▶ **Work required**:
Which lines of the records hold the string "lane"? Report only how many of them there are.

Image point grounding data
# # # #

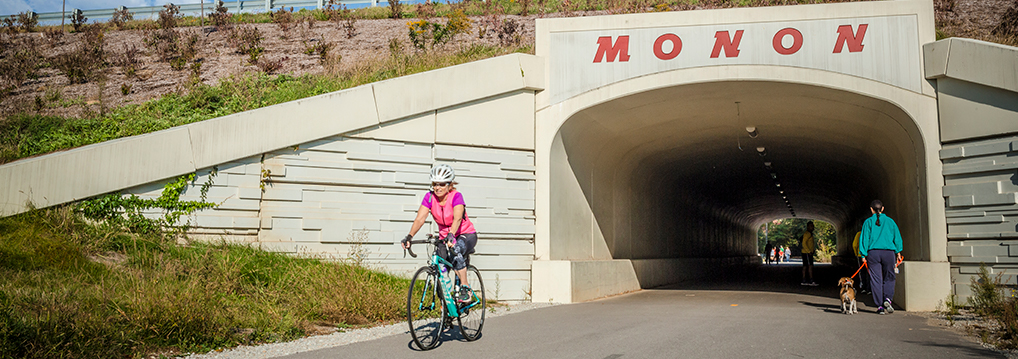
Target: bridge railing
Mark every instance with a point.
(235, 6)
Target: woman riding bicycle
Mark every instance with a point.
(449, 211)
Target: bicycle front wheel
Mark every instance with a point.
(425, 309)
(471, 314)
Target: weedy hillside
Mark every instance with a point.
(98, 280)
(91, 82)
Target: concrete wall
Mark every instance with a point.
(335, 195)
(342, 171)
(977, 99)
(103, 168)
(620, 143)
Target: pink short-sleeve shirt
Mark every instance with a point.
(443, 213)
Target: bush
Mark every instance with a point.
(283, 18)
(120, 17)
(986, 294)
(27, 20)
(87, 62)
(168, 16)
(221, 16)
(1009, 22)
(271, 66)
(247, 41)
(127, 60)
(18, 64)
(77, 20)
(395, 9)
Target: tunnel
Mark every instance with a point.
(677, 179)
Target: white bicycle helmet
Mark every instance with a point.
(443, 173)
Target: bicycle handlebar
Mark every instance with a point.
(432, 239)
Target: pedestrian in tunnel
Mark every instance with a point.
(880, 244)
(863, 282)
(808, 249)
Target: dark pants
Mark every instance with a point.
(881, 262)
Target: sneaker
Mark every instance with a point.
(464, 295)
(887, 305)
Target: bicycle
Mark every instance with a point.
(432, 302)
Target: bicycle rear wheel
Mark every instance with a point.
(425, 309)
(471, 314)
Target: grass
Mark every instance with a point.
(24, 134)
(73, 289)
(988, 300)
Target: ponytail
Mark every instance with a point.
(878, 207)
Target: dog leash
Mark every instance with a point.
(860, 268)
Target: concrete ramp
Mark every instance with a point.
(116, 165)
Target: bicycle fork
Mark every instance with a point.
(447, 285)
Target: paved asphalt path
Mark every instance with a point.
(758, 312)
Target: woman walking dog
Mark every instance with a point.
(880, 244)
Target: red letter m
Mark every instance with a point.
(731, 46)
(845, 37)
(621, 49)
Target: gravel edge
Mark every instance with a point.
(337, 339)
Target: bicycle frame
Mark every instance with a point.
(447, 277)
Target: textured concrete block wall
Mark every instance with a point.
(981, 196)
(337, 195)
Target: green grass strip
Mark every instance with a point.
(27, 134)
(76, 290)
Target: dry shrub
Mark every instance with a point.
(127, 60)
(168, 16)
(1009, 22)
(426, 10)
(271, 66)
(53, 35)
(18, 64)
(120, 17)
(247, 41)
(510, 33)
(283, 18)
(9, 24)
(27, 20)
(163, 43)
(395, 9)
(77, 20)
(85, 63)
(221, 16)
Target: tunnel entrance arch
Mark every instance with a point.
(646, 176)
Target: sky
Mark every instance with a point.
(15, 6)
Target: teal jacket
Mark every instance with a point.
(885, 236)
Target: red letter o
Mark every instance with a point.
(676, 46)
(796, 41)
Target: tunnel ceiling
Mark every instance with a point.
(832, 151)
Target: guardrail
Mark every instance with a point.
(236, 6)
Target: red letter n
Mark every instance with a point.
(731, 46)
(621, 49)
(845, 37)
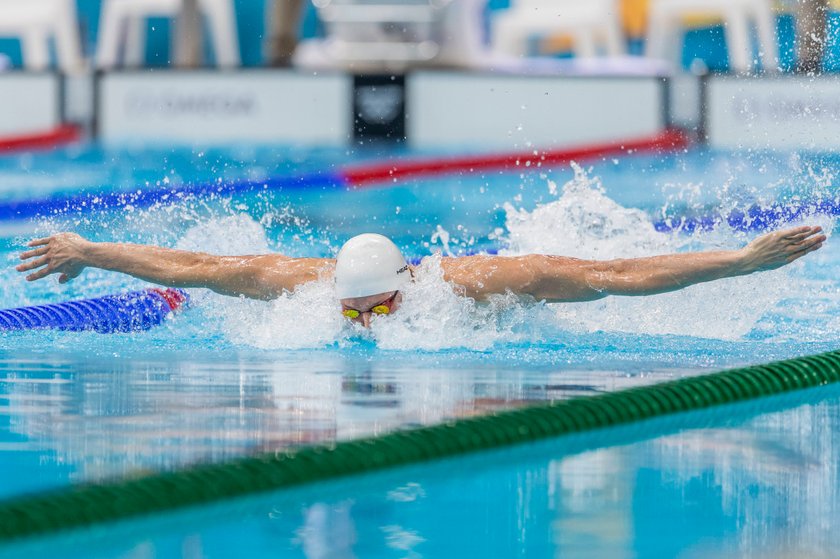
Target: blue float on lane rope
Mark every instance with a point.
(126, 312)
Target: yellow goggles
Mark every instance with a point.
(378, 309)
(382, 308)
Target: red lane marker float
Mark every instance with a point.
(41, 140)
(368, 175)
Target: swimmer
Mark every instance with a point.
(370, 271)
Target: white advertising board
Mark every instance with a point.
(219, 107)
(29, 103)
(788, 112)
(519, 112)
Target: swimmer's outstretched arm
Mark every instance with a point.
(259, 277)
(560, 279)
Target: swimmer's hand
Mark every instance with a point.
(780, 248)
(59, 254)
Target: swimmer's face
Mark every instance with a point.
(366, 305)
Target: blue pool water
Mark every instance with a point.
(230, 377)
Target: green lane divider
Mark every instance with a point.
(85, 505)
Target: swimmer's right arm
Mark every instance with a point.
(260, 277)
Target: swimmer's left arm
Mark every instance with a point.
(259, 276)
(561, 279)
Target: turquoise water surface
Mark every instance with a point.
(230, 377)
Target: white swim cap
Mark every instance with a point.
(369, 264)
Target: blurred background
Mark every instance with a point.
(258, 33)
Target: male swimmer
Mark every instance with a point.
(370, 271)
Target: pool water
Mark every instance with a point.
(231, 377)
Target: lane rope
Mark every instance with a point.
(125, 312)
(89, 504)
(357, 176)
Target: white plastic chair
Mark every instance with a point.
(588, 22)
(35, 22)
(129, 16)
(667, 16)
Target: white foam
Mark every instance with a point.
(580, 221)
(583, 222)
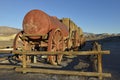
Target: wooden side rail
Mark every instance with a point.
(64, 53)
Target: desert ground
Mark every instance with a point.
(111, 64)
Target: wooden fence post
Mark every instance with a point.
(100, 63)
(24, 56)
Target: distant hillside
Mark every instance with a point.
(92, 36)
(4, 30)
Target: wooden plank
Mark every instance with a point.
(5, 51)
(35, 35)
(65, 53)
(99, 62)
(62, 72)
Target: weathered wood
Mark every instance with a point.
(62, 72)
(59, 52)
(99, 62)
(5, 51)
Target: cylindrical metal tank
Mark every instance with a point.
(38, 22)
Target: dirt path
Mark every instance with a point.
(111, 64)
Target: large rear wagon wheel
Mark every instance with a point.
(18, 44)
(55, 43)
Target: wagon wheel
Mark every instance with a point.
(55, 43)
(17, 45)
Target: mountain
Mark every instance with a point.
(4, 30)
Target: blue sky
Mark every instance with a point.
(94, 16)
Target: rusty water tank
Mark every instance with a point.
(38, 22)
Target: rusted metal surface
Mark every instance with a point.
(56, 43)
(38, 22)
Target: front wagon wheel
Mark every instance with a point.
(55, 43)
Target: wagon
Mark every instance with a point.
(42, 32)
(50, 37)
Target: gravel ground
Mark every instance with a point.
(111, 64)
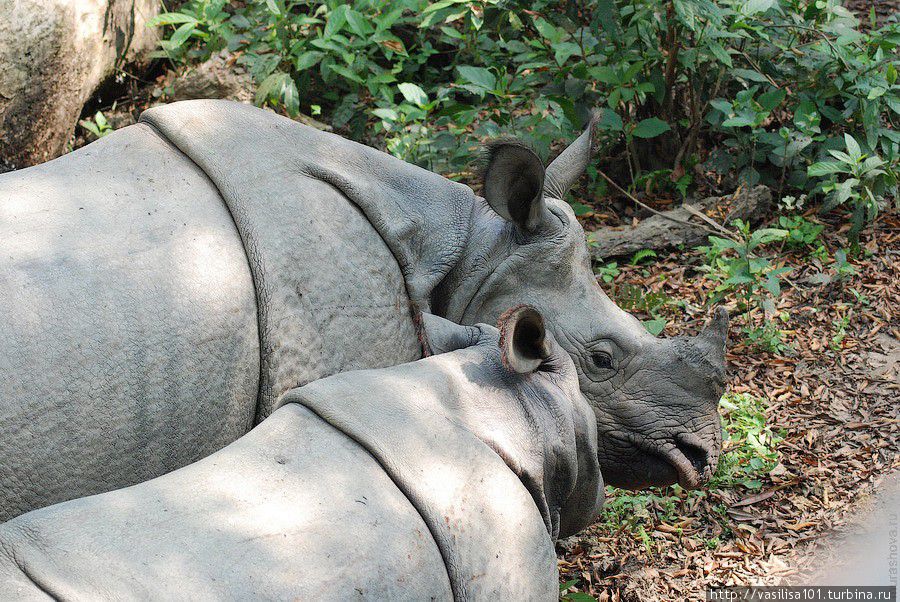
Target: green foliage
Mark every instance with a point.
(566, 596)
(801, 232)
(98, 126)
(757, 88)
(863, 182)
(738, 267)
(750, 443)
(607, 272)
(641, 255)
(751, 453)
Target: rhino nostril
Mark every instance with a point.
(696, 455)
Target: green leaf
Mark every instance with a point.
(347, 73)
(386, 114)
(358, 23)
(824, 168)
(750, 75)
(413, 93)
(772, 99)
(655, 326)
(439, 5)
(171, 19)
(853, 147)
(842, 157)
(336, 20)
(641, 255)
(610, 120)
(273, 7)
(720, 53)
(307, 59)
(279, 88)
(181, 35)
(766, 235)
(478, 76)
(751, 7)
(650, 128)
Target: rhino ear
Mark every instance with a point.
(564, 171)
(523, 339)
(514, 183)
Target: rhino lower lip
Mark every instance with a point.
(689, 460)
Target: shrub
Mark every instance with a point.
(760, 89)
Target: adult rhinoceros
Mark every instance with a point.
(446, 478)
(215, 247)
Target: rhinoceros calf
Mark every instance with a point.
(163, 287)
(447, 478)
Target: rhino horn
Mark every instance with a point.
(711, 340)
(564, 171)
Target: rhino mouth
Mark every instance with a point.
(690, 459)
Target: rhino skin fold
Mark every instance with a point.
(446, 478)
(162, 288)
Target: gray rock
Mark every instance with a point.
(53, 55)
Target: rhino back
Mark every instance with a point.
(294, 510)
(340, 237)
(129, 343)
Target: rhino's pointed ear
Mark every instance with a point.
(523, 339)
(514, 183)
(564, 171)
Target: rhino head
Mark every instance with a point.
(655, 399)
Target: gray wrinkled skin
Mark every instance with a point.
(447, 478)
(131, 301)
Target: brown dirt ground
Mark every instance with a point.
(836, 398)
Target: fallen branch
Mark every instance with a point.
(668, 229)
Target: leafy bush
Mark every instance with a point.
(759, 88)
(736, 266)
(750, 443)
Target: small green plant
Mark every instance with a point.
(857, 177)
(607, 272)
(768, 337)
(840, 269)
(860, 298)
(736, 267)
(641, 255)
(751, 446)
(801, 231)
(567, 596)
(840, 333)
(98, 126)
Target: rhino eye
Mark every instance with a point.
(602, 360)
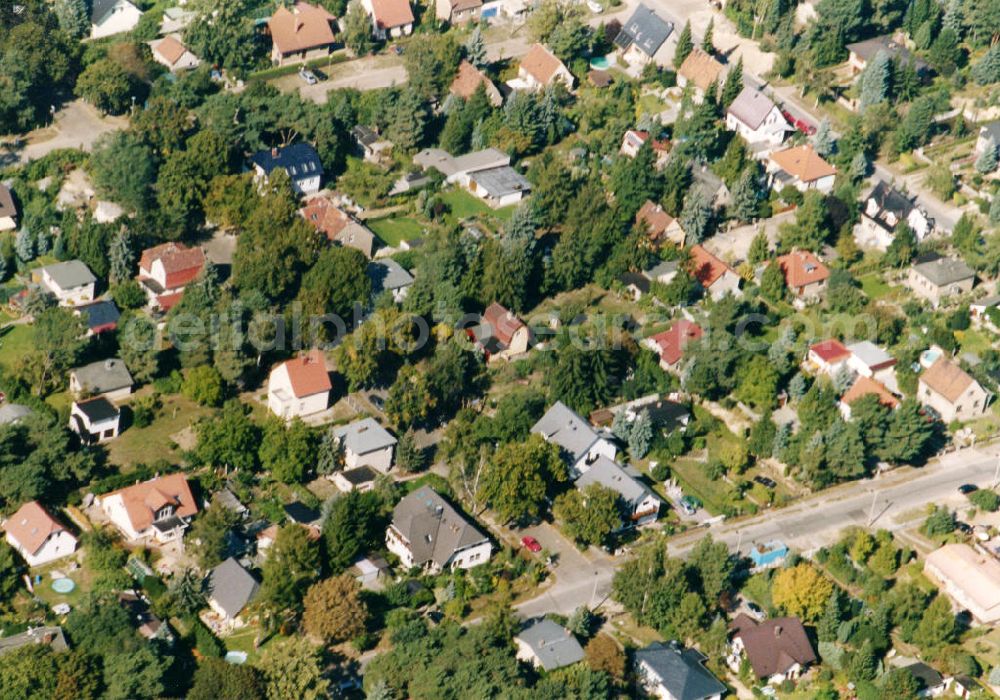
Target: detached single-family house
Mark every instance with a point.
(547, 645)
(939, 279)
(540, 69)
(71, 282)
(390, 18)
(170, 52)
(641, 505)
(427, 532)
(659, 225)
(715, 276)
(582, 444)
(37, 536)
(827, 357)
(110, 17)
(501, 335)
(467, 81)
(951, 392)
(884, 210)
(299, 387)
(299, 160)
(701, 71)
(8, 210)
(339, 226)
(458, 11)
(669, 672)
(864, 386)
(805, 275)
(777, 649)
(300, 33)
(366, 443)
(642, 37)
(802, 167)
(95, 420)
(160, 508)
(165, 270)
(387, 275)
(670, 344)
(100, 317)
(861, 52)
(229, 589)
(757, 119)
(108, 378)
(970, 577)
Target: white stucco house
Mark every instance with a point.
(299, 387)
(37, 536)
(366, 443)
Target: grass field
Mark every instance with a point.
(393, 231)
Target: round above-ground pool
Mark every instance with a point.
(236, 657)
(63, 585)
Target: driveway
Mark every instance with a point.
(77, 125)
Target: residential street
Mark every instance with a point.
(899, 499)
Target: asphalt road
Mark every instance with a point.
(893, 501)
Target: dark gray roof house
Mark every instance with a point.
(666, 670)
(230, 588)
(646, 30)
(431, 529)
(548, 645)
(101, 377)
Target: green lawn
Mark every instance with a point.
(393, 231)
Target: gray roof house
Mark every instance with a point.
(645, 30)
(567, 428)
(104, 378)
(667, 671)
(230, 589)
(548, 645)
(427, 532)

# # # #

▶ **Completed task**:
4